- [PROBLEMS]
**A.** In the essay on minority cultures, what do many Mallorcans do when an outsider tries to say a phrase in Catalan?
**B.** According to the essay on minority cultures, why does mainstream American identity absorb newcomers easily while Mallorcan identity sees the assimilation of outsiders as a danger?

- [EXTRACT]
--------

In past postings I talked about the self-deprecating, stereotypical image of Jews in the American media, and about the use of swearwords as the only remnants of Yiddish language. At a certain stage in the process of minorization of a culture, individuals begin to consider it as something heart-warming, sweet, small and frankly goofy. That’s the way we are, our essence. We can even be proud of our heritage, but we can’t see why anybody else not born in our culture would ever want to embrace it. A painful majority of Mallorcans would speak Catalan at home –a sweet, beloved, hybridized version of if, full of “cozy” swearwords– and even preserve some traditional dances to show to the tourists, but would frown at the idea of a Catalan book on quantum mechanics or any other manifestation of high culture. And they would certainly frown at the idea of a non-Mallorcan trying to learn their language. In fact, they would not help this person learn, but rather always switch to Spanish or English as soon as the outsider tries to articulate a phrase in Catalan. For them, Catalan culture is something dear, even a source of pride, but essentially useless and clearly lower than all other surrounding, modern cultures. I am pretty sure we could find the same patterns of behavior in Native American collectives: the native culture is a source of pride, can even be shown to tourists, but it is not to be adopted by outsiders and can never compete as equal with the modern, western cultures of the world.

What defines the identity of your average secular Jew in America? A vague memory of Old World stories, some Yiddish expressions here and there, a taste for bagels and kugel, perhaps. Nothing alive, vibrant, that they want to share with their neighbors. When the average Josh encounters Jews by choice, Sephardic Jews, or New Mexican cryptos, he can’t recognize them as members of the same tribe. Moreover, he may occasionally feel that his cozy identity is endangered by these alterities. I heard many stories of non-white Jews feeling questioned, even rejected in our JCCs and shuls, sometimes in the name of outdated religious rules, but more often for the lack of a warm, welcoming crowd. I dare to adventure that part of the current obsession with mixed marriages and assimilation is coming from the upsetting conviction that in the not so distant future, average Josh will no longer recognize the folks at the shul where he “was barmitzaed” (note the passive) and never cared to join. Mainstream American identity is so strong and dynamic that it can assimilate millions of immigrants every decade; Mallorcan identity (and American Jewish identity for that matter) tends to see itself as so irrelevant that the assimilation of outsiders constitutes a direct thread to its very existence.

--------

Dataset rows showing where objects appear
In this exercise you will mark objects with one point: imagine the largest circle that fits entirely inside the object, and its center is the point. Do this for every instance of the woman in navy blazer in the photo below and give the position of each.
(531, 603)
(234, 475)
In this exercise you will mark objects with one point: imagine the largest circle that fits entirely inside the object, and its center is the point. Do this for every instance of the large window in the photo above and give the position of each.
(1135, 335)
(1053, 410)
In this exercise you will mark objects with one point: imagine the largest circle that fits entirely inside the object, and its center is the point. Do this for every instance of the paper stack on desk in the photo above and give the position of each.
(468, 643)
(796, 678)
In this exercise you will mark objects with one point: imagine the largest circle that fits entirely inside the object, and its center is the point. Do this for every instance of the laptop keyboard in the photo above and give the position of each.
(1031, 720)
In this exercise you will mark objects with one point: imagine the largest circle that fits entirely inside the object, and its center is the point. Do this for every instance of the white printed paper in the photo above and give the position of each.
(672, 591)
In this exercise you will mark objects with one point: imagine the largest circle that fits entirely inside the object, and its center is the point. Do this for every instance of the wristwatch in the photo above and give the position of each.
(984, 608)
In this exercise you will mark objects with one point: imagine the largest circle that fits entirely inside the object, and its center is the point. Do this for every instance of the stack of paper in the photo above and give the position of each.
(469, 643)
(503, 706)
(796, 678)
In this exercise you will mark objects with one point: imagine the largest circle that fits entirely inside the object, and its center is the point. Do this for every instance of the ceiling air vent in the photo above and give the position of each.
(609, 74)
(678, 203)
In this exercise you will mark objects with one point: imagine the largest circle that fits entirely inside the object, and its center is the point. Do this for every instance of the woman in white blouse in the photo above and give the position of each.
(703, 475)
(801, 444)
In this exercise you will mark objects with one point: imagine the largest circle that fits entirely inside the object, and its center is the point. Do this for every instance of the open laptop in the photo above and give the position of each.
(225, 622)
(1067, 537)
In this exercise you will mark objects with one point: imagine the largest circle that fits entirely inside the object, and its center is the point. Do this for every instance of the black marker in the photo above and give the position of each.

--------

- [EXERCISE RESULTS]
**A.** They switch to Spanish or English.

**B.** Mainstream American identity is so strong and dynamic that it can assimilate millions of immigrants every decade. Mallorcan identity sees itself as so irrelevant that taking in outsiders appears to endanger its very existence.